WHAT IS BEING ASKED → Report each line of the entries that includes "orange" by copying it.

TASK INPUT →
================

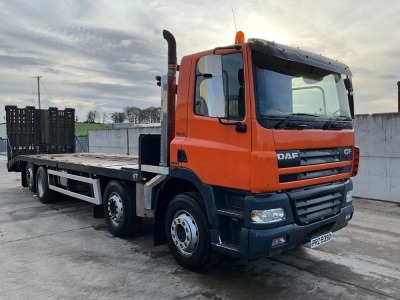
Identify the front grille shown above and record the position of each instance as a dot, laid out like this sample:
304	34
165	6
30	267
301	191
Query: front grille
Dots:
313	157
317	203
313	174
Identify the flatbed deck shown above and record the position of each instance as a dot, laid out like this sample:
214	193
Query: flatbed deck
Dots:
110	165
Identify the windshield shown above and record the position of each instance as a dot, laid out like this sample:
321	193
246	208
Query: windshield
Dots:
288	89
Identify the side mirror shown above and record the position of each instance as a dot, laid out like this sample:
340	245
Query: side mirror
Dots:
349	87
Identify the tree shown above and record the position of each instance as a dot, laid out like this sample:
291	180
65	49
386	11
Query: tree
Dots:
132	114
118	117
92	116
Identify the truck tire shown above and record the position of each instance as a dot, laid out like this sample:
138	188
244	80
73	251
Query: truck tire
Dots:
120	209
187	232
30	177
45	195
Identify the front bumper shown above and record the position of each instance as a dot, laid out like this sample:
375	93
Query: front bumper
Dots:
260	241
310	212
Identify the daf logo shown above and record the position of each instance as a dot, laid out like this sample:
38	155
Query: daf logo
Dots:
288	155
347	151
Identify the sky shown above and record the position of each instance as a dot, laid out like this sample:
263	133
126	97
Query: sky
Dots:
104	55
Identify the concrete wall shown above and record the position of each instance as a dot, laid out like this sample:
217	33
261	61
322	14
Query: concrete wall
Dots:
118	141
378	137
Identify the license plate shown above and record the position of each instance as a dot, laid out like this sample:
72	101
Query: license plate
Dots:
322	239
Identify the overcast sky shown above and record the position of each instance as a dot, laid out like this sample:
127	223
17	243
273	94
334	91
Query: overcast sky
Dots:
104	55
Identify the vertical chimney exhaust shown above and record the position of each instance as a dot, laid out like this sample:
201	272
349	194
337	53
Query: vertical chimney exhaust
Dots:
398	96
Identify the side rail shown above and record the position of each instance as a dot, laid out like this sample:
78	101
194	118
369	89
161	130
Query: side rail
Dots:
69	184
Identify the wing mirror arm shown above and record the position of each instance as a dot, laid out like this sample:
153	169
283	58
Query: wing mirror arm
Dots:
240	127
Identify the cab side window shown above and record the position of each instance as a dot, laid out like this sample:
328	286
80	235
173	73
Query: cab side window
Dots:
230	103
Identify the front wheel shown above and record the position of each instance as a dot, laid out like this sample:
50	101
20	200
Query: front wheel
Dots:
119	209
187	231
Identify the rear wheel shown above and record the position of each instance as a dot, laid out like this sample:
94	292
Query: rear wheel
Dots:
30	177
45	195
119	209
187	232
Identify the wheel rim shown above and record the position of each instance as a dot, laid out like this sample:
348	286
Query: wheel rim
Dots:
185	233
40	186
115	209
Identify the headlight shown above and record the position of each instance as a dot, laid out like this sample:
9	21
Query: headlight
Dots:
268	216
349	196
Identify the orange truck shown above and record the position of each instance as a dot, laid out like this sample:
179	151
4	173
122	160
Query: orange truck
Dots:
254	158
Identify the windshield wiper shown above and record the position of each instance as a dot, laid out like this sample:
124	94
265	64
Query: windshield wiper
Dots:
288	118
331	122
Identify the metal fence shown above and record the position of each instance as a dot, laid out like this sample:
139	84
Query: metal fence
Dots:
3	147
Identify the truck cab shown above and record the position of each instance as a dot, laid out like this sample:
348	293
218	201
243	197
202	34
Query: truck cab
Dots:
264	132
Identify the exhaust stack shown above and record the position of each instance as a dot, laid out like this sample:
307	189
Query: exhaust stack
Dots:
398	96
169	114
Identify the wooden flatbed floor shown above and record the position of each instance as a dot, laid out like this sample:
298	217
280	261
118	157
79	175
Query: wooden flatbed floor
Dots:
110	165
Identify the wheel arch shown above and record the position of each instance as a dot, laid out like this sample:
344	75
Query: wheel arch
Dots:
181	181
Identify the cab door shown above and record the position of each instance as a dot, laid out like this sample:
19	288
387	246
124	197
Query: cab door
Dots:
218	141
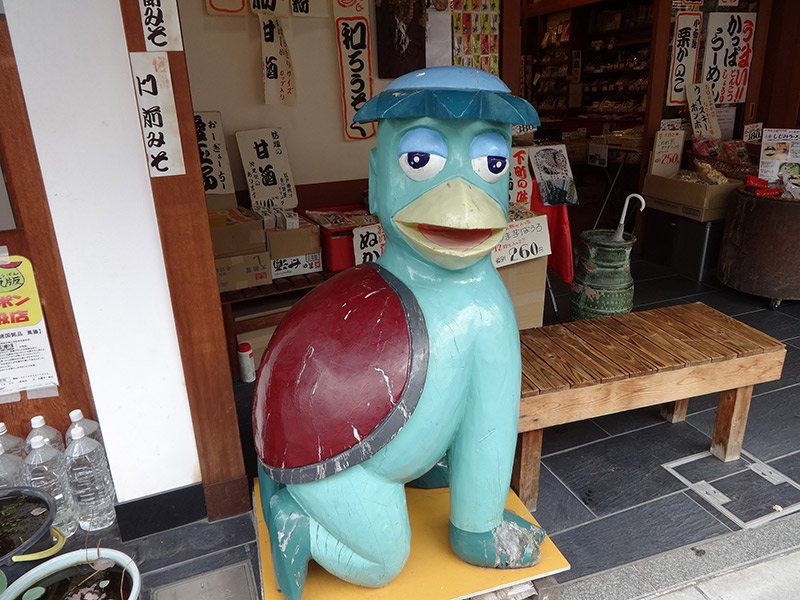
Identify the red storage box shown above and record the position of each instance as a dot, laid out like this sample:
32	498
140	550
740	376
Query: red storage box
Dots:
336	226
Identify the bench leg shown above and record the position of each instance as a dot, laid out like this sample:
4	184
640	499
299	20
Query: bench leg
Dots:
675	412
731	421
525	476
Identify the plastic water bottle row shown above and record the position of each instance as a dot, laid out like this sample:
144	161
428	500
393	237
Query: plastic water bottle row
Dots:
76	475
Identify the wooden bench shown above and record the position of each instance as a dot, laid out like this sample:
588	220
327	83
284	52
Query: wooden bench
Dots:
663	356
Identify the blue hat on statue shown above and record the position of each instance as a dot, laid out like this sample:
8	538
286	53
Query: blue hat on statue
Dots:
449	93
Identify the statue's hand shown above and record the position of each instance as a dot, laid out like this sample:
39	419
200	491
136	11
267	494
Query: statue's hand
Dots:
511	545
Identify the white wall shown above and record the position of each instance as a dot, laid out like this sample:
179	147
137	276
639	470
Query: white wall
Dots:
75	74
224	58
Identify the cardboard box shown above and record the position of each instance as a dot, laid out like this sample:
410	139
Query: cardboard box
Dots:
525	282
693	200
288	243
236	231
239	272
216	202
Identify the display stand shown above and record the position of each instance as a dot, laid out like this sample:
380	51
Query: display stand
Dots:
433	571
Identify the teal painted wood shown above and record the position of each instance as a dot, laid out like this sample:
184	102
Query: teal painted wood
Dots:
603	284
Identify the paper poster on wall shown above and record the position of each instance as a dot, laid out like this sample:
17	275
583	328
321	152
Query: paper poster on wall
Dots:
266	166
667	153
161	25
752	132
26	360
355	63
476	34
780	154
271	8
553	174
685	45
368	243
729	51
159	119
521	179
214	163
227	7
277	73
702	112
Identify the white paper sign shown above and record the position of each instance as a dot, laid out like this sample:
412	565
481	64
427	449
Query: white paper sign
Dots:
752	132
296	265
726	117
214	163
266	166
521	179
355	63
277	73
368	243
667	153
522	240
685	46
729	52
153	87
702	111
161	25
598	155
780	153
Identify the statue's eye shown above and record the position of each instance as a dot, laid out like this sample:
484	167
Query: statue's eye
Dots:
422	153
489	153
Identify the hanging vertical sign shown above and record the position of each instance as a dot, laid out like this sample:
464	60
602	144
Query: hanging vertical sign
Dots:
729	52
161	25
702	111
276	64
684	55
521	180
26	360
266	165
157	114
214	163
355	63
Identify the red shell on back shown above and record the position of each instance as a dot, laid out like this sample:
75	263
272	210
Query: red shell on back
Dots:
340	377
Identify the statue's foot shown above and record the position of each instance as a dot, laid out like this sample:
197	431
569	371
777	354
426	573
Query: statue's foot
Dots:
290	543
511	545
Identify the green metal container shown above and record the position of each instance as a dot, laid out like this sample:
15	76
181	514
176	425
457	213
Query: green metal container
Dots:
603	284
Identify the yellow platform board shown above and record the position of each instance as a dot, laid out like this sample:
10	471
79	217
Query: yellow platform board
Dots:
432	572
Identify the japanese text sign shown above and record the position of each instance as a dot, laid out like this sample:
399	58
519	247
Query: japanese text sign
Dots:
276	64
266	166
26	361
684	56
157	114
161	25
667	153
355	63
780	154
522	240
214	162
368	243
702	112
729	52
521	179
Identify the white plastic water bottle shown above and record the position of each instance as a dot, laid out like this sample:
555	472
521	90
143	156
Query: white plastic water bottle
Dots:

================

WRITTEN ANSWER →
Identify the orange truck shown above and record the position of each instance as a dot, laid out like this sample:
Query: orange truck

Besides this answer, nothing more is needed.